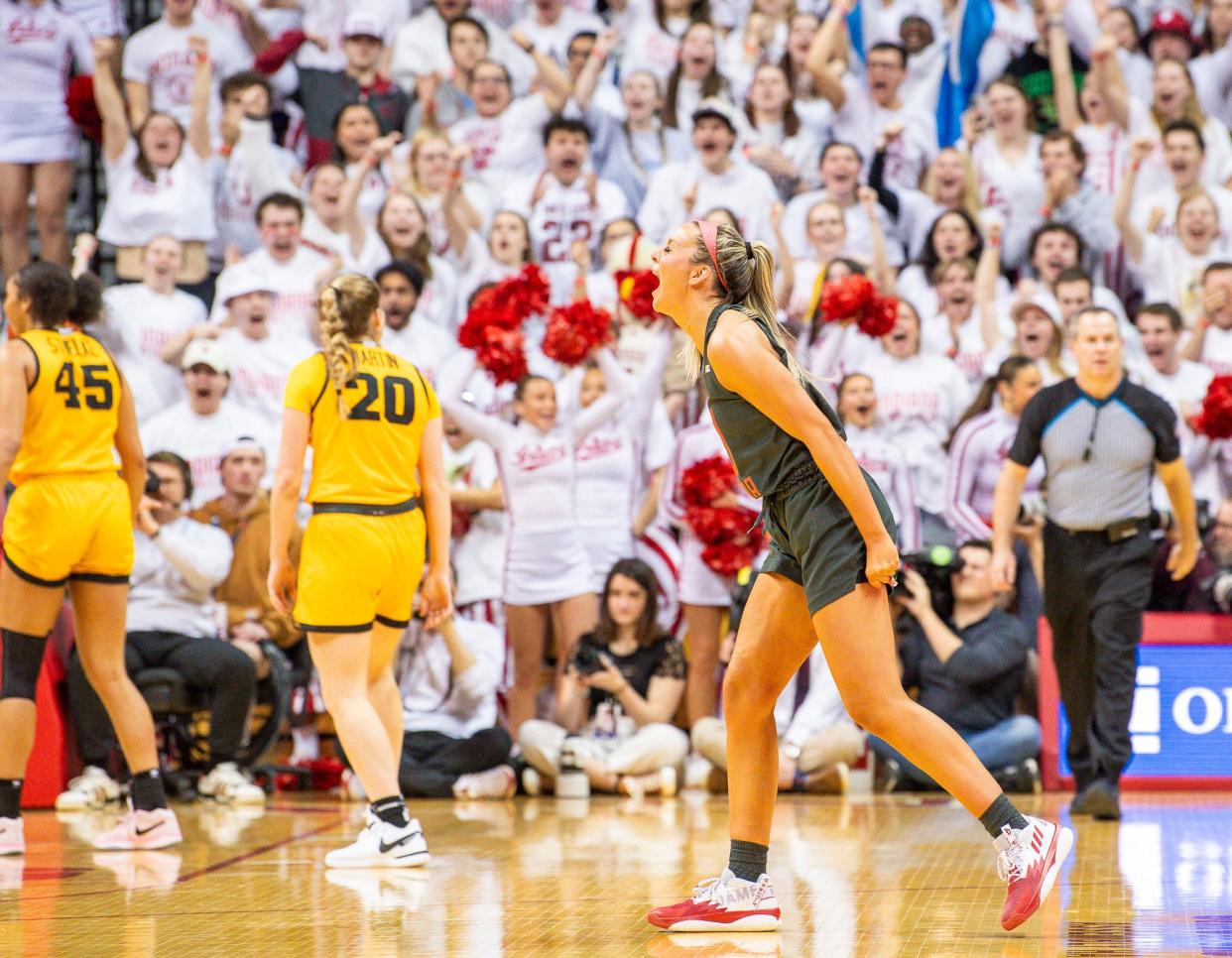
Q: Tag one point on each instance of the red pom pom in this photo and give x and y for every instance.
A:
(706, 480)
(1215, 419)
(845, 299)
(636, 289)
(82, 110)
(880, 316)
(503, 353)
(574, 330)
______
=== Exercise details ===
Give back the full listing verbatim, skipping each picture.

=== Answer to the problem ===
Q: Tag one point on each instance of the red pom pom in this photo and give x and y for every instance.
A:
(706, 480)
(1215, 419)
(845, 299)
(636, 289)
(82, 110)
(880, 316)
(503, 353)
(574, 330)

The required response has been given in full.